* _Your instructions_
Find "request = one point per instance of the red door, a" and "target = red piping on uniform" in the records below. Copy the lines holding them and every line between, exactly, and no others.

Extracted records
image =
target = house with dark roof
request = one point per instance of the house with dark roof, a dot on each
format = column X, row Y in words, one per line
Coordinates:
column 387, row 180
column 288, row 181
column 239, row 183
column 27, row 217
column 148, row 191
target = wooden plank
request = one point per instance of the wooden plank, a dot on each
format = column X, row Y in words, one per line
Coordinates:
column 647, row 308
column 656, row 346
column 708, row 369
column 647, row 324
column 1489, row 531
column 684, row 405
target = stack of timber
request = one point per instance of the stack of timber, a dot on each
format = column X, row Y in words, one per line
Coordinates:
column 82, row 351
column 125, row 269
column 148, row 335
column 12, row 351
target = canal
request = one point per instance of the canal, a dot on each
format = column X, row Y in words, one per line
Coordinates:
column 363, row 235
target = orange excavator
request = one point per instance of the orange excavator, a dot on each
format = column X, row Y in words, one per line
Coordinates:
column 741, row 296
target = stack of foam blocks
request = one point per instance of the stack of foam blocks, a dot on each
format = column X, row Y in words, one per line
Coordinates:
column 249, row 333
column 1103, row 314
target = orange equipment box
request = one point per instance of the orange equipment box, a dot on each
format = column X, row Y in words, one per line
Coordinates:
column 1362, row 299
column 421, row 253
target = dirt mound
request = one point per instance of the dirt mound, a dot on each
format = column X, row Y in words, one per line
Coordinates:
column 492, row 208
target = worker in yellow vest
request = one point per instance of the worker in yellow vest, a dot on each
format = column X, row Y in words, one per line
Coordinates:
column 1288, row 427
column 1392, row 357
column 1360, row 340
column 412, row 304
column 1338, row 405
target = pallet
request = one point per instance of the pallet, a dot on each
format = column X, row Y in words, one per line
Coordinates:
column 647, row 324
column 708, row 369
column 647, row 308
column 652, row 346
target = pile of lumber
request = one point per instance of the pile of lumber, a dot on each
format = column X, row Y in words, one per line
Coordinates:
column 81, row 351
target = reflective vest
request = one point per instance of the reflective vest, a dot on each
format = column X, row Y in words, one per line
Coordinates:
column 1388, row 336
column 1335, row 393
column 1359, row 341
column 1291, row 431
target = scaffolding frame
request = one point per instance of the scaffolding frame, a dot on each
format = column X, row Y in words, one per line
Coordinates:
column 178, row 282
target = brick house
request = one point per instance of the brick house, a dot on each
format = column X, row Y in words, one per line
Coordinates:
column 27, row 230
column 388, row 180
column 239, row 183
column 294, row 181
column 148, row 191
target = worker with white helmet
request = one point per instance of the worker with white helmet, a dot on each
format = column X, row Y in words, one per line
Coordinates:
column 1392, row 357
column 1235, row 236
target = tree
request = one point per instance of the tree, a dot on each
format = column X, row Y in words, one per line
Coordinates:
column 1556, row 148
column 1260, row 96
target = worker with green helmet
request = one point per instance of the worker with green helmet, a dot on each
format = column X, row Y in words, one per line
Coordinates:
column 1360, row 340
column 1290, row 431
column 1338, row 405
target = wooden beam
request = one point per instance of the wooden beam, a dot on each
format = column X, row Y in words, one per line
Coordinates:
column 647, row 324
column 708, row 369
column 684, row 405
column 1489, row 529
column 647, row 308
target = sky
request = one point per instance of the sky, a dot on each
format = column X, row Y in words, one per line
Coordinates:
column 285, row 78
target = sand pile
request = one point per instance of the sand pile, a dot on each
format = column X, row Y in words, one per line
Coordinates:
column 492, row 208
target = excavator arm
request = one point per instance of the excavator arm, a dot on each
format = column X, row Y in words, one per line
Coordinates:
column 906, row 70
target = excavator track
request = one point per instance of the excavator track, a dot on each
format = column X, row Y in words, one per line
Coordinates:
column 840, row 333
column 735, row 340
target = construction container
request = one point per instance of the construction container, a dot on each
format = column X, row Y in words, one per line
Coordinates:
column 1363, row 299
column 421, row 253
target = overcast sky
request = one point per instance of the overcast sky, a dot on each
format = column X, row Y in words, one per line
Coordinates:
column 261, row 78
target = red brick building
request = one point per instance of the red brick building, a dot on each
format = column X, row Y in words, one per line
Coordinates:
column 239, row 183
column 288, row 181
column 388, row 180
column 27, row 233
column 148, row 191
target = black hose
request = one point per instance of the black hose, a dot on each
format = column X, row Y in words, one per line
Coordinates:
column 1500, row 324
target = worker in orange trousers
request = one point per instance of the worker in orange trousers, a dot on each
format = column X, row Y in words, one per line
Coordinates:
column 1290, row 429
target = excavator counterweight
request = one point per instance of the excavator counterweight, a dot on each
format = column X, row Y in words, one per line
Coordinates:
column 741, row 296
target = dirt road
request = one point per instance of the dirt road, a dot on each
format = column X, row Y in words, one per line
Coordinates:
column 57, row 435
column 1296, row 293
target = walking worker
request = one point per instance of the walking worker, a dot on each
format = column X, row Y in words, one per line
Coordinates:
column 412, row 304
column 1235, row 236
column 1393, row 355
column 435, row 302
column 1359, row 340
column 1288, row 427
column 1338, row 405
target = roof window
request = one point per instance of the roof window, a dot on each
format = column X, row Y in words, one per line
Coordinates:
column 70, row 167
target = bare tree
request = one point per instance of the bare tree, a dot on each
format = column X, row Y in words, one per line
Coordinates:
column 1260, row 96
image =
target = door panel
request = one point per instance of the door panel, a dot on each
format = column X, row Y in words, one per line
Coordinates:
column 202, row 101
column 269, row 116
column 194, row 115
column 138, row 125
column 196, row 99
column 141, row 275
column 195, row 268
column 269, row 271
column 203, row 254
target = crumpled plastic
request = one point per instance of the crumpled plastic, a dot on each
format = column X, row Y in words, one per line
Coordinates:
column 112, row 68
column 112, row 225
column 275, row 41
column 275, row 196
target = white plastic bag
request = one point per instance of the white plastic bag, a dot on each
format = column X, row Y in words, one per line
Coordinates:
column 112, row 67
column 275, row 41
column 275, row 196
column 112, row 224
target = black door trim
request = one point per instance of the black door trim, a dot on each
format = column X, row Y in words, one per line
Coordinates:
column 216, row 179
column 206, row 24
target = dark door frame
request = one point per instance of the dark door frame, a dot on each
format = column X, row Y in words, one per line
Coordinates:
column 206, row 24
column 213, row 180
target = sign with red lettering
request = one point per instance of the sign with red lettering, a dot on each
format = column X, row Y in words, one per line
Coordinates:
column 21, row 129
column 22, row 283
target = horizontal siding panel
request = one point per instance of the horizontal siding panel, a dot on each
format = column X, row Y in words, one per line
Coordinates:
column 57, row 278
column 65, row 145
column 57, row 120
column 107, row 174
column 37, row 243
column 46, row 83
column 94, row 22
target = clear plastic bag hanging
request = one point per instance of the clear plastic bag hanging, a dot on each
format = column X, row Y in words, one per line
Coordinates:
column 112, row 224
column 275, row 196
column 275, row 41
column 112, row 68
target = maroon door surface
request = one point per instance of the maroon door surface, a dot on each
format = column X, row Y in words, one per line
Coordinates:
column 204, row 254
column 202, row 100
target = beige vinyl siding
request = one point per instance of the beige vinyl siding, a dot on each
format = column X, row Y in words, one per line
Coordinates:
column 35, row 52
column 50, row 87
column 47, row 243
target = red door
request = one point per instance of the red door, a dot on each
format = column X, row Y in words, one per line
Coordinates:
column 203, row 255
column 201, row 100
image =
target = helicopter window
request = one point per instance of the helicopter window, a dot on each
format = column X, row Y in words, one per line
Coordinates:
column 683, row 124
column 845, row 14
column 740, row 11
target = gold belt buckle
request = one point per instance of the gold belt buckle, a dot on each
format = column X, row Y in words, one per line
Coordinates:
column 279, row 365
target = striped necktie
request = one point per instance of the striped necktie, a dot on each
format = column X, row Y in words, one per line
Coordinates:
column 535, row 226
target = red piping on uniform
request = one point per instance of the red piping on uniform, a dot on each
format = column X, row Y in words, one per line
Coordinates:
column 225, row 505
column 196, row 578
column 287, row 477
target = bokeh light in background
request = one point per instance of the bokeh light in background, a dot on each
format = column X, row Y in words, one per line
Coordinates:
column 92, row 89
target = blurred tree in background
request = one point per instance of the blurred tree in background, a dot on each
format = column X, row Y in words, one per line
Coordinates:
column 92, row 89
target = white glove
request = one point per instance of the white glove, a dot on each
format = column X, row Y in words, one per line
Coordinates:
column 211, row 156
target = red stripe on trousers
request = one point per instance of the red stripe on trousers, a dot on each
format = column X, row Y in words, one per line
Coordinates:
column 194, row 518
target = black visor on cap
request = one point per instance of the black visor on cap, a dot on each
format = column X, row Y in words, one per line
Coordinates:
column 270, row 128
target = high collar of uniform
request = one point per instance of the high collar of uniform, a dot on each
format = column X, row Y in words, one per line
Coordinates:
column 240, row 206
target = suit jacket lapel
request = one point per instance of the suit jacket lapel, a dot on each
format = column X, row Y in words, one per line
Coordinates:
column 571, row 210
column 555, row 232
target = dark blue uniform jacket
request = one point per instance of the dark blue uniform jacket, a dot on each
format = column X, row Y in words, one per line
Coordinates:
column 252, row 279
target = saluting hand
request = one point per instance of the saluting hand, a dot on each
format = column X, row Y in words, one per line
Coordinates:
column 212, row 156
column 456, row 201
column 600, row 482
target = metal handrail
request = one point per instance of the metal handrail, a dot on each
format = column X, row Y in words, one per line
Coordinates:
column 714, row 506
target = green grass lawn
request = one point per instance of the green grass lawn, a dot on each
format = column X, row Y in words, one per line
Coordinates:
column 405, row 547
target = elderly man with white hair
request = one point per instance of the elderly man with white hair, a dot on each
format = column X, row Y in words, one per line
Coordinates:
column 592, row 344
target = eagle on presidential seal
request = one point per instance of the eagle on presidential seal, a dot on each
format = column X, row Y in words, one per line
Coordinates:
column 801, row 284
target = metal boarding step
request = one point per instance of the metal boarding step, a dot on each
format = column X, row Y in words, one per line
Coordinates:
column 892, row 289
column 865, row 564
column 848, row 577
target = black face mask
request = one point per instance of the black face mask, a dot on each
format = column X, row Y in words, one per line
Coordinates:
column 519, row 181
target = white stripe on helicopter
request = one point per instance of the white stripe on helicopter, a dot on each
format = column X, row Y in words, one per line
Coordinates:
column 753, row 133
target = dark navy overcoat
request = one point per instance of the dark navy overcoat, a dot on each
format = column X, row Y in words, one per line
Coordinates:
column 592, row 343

* _Result_
request = one point per instance of the red door, a dot on each
format = column X, row Y in words, one per line
Coordinates:
column 203, row 255
column 201, row 100
image =
target = helicopter window
request = one point per instance of the helicopter window, a dot on each
format = column X, row Y in words, one per line
Coordinates:
column 683, row 124
column 845, row 14
column 740, row 11
target = gold belt buckle
request = one point per instance of the gold belt buckle, a dot on each
format = column X, row Y in words, one per line
Coordinates:
column 279, row 365
target = striped necktie
request = one point per instance of the striped necktie, a dot on each
format = column X, row Y in words, one per line
Coordinates:
column 535, row 226
target = red piping on uniform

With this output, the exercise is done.